> _Directions for this task_: Return each entry below without any alteration.

★ ★ ★

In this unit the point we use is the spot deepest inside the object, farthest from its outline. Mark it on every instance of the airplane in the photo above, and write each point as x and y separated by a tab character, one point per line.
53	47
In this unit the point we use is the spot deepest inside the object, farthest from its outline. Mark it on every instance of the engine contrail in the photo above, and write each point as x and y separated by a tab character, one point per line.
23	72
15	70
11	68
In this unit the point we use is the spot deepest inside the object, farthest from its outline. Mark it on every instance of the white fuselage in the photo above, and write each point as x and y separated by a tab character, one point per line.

★ ★ ★

> _Answer space_:
In this unit the point we use is the spot deepest inside the object, farthest from its outline. Mark it on every instance of the airplane in the photo above, and write each point as x and y separated by a tab character, one point per line.
53	47
In this unit the point we use is the spot deepest inside the object, farthest from its outline. Mark it on every instance of the engine contrail in the photo above, and write each point as x and y separated by a tab character, one point per line.
23	72
15	70
11	68
In this unit the point we use is the spot deepest inside the object, farthest from its outline. Mark it on every instance of the white fuselage in the photo above, and write each point as x and y separated by a tab character, one point per line.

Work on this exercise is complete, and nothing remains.